> _Metin alıntısı_:
+===+

İlk Bakış - Breachway

Han Solo olmasak da bizim de bu galakside bir namımız var :)

Son yılların popüler oyun türlerini saymak istesek aralarında mutlaka roguelike ve deste oluşturma / kart oyunu türleri de yer alır diye düşünüyorum. Hatta bunları bir araya getiren oyunların sayısı da hiç azımsanmayacak boyutta.

İşte Breachway da bu yoldan yürüyen oyunlardan birisi. Şubat ayındaki Steam Next Fest’te önerdiğimiz demolar arasında kendisine de yer vermiştik. O zamanlar çıkış tarihinin 22 Mart olacağı söyleniyordu, fakat 6 aylık bir ertelemeyle 26 Eylül’e kaldı. Ne diyelim, geç olsun güç olmasın :)

Erken erişime çıkmadan hemen önce bir ilk bakış atma fırsatı da bulmuşken, neler gördüm, nasıl bir tecrübe yaşadım, sizlerle de paylaşayım istedim. O zaman lafı daha fazla uzatmadan geminin motorlarını çalıştıralım ve galaksinin öte noktalarına doğru yol alalım, bakalım bizleri nasıl bir macera bekliyor.

Breachway galaksisine yol alma zamanı...

Breachway, bir uzay gemisinin komutasını ele aldığınız, destenizi genişletip geminizi geliştirmeye ve sonraki çatışmayı geminiz havaya uçmadan tamamlamaya çalıştığınız bir oyun. Sonrasında da bu döngü devam edip duruyor tahmin edebileceğiniz gibi.

Oyunun hemen başında, içinde bulunduğumuz geminin kızılötesi sensörleri Solarii uzayında araştırma istasyonlarından birisinin bulunduğu yerde büyük bir patlama olduğunu tespit ediyor. Bunun üzerine biz de emrimize verilen geminin güvertesine atlıyor ve yağmalamak üzere hedefe doğru yola çıkıyoruz.

+===+

> _Veri bölümü_:
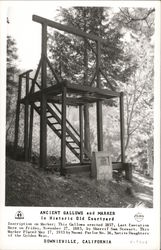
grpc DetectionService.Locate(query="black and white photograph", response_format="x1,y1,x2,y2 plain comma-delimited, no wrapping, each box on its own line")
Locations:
0,1,160,250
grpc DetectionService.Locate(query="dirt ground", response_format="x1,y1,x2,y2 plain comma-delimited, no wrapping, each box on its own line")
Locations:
6,158,153,208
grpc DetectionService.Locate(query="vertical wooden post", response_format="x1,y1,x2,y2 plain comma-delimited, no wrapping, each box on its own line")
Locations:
79,105,83,163
96,41,103,151
28,80,35,161
60,86,67,175
120,92,125,163
28,104,34,161
40,24,47,168
14,76,22,159
24,73,29,161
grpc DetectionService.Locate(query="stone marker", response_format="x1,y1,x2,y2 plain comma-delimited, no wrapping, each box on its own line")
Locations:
91,151,112,180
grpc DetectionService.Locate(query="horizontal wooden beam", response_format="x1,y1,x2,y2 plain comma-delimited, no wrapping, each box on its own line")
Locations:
19,69,33,77
32,15,99,41
32,15,116,51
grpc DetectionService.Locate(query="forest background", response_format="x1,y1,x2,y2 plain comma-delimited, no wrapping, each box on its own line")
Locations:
6,7,155,168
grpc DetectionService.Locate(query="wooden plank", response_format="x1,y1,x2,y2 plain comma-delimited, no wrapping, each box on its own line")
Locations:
19,69,33,77
28,80,34,161
40,24,47,169
60,86,67,175
96,41,101,88
100,68,115,91
32,15,116,52
96,41,103,151
46,57,61,83
14,76,22,159
79,105,83,164
65,82,120,98
120,92,125,163
24,72,29,161
28,105,34,161
96,101,103,151
53,103,80,136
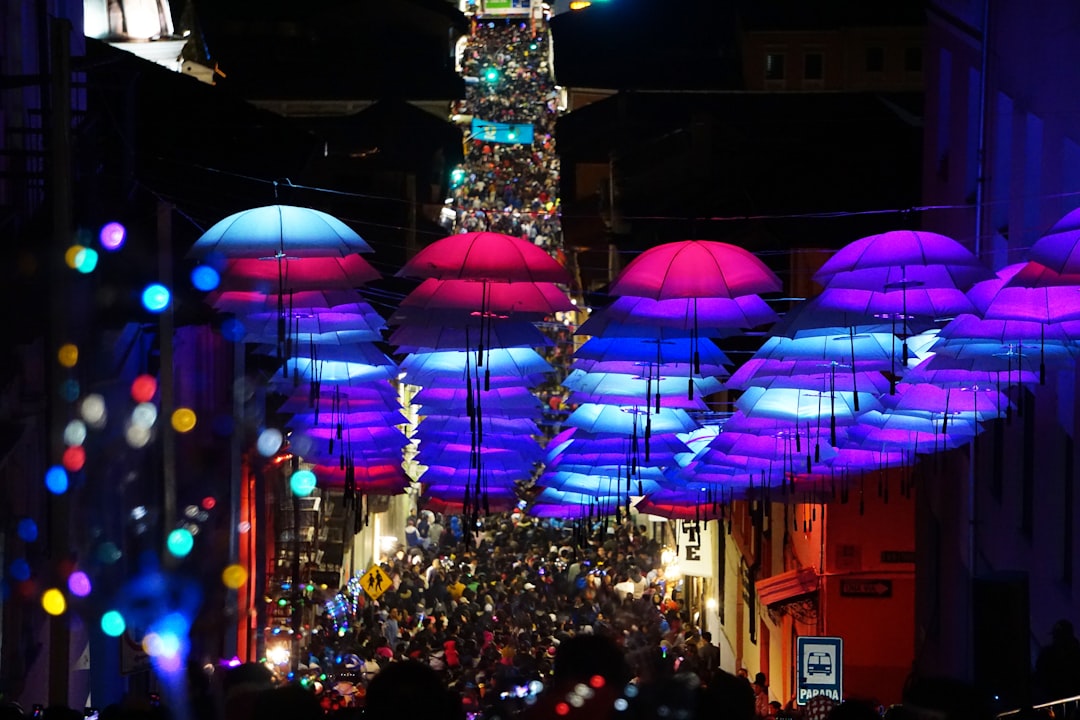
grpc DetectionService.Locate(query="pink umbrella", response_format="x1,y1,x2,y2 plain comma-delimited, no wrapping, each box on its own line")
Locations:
1029,209,1080,274
584,295,777,337
207,289,370,315
218,253,382,293
397,232,570,285
611,240,783,300
401,277,573,316
968,264,1080,324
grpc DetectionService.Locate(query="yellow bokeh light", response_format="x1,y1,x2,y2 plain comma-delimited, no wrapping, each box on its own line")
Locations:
173,408,195,433
64,245,86,270
41,587,67,615
221,565,247,590
56,342,79,367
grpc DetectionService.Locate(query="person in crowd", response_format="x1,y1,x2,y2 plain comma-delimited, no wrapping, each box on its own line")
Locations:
1035,619,1080,702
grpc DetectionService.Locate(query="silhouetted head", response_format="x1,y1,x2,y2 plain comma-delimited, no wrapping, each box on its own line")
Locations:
364,662,462,720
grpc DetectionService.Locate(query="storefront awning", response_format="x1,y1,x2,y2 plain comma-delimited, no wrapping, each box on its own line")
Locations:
754,568,819,607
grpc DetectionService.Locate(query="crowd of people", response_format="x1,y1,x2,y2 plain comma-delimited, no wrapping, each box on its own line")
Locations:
449,19,562,256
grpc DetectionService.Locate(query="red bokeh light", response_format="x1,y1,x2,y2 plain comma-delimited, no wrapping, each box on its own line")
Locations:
132,375,158,403
60,445,86,473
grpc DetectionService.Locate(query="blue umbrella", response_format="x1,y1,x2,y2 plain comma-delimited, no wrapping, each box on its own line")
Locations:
189,205,372,259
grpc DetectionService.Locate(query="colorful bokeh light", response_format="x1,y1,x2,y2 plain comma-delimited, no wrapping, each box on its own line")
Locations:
56,342,79,367
68,570,93,598
62,445,86,473
191,264,221,293
165,528,195,557
132,375,158,403
221,565,247,590
64,245,86,270
143,283,172,313
97,222,127,252
172,408,198,433
45,465,68,495
64,420,86,447
41,587,67,615
288,470,315,498
75,247,97,275
255,427,285,458
102,610,127,638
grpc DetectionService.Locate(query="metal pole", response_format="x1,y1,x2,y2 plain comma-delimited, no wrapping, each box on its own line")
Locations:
158,201,177,548
41,17,73,705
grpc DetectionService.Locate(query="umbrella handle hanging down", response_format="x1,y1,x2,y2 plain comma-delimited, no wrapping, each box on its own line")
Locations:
851,325,859,412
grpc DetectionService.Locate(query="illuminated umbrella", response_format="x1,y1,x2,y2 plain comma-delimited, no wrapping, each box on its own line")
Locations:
579,295,777,337
610,240,783,300
207,289,369,320
417,415,541,436
1028,209,1080,274
724,357,889,394
814,230,988,289
401,348,554,390
735,388,881,446
401,277,573,316
397,232,570,284
565,403,698,437
968,264,1080,324
390,321,554,353
270,357,397,388
218,254,382,294
189,205,372,260
563,370,724,404
413,383,542,417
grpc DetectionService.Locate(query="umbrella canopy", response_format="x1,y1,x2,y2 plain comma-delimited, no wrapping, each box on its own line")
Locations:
725,357,889,394
397,232,570,284
401,277,573,315
611,240,783,300
814,230,988,287
968,264,1080,323
584,295,777,337
735,388,881,425
1028,209,1080,274
563,368,724,405
413,383,542,417
573,338,732,369
208,289,369,320
566,403,698,437
270,357,397,388
402,348,553,386
189,205,372,258
218,254,382,293
417,408,541,436
390,321,554,353
278,382,401,415
818,287,974,320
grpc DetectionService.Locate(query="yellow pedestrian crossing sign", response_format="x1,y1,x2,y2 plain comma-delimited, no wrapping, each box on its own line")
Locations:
360,565,392,600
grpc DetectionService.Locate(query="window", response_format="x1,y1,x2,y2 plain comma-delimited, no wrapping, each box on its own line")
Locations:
765,53,784,80
866,47,885,72
904,47,922,72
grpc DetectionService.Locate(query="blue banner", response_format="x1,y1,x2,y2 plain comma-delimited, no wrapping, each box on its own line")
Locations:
472,118,532,145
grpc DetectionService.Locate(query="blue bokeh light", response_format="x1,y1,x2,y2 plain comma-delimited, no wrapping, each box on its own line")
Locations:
45,465,68,495
143,283,172,312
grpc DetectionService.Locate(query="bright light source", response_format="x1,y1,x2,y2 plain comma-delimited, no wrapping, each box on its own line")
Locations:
143,283,172,313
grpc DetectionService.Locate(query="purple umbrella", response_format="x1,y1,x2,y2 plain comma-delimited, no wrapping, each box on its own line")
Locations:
590,295,777,337
814,230,988,289
1029,209,1080,274
611,240,783,300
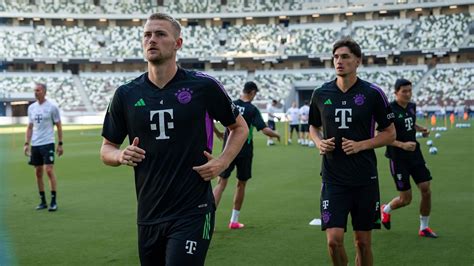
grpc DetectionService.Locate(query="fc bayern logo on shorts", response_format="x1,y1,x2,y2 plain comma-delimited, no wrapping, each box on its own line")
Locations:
174,88,193,104
354,94,365,106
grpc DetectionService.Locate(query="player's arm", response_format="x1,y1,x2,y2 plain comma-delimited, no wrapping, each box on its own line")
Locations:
55,121,64,156
262,127,280,141
193,115,249,181
100,137,146,166
23,123,33,156
389,140,416,151
342,123,397,155
309,125,336,154
212,123,224,140
415,124,430,138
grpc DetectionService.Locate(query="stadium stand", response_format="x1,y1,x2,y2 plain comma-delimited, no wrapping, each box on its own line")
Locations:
415,63,474,106
0,73,85,112
285,22,347,56
352,19,412,54
406,13,473,50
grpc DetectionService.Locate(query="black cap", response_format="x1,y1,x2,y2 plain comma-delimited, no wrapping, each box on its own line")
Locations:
395,79,411,91
244,81,258,93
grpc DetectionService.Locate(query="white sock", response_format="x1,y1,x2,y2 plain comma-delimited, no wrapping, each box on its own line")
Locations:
230,210,240,223
383,203,392,213
420,215,430,230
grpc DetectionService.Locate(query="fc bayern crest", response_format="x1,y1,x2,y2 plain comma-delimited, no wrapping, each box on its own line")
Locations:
354,94,365,106
174,88,193,104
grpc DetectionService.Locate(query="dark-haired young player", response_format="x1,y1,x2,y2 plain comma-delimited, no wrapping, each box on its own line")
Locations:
382,79,438,238
309,38,395,265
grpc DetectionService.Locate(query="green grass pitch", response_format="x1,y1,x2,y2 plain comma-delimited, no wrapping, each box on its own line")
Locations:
0,121,474,266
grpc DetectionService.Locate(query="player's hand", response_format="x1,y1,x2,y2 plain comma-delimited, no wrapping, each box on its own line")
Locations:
318,137,336,154
402,141,416,151
214,131,224,140
56,145,64,157
119,137,145,166
420,127,430,138
342,138,362,155
23,145,31,157
193,151,227,181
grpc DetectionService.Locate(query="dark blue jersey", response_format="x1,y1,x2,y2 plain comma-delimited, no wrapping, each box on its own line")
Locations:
309,78,393,186
223,99,267,157
385,101,425,163
102,68,239,225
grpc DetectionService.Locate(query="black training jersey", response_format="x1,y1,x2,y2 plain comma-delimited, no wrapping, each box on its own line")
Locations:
385,101,424,163
309,78,393,186
102,68,239,225
223,99,267,157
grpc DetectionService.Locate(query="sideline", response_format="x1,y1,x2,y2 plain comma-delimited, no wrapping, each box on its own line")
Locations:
0,125,102,134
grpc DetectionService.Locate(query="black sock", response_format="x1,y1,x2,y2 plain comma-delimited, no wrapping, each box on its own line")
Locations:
51,191,56,204
40,191,46,204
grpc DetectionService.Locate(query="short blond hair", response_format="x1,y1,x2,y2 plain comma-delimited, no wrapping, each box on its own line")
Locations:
148,13,181,37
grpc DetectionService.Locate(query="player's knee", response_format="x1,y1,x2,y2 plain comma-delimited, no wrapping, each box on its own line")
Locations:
328,238,344,250
35,167,43,179
419,182,431,197
46,166,54,177
237,180,247,188
354,238,370,251
400,196,411,206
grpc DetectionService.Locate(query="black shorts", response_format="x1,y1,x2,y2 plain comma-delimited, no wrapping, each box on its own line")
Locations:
28,143,54,166
219,156,253,181
267,120,276,130
321,183,380,231
301,124,309,133
390,160,433,191
138,212,215,266
290,125,300,133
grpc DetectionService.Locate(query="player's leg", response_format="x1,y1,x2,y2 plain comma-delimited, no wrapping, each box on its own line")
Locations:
326,228,349,266
298,124,304,145
213,176,229,207
354,231,374,266
267,121,276,146
351,183,380,265
45,164,58,211
229,157,253,229
288,125,295,143
166,212,215,266
42,143,58,211
35,165,48,210
381,160,412,230
138,224,167,266
320,183,351,265
28,146,48,210
412,164,438,238
213,159,236,207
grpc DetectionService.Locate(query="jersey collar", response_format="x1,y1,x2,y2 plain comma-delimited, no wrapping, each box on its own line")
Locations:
332,77,361,94
144,66,186,90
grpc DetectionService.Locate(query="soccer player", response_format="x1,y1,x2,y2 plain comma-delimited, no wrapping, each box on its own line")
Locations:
23,83,63,212
309,38,395,265
299,100,309,146
382,79,438,238
214,81,280,229
267,100,281,146
286,102,301,144
101,13,248,265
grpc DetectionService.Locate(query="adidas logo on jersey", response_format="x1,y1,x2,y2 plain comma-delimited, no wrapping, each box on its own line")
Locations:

+===+

> _Alıştırma görevleri_:
- 1) Breachway yazısına göre oyunun ertelenen çıkış tarihi hangi gün?
- 2) Breachway yazısında "Erken erişime çıkmadan" ile başlayıp "bir macera bekliyor." ile biten kısmı birebir yazdır.

> _Son cevaplar_:
- 1) 26 Eylül.

- 2)
Erken erişime çıkmadan hemen önce bir ilk bakış atma fırsatı da bulmuşken, neler gördüm, nasıl bir tecrübe yaşadım, sizlerle de paylaşayım istedim. O zaman lafı daha fazla uzatmadan geminin motorlarını çalıştıralım ve galaksinin öte noktalarına doğru yol alalım, bakalım bizleri nasıl bir macera bekliyor.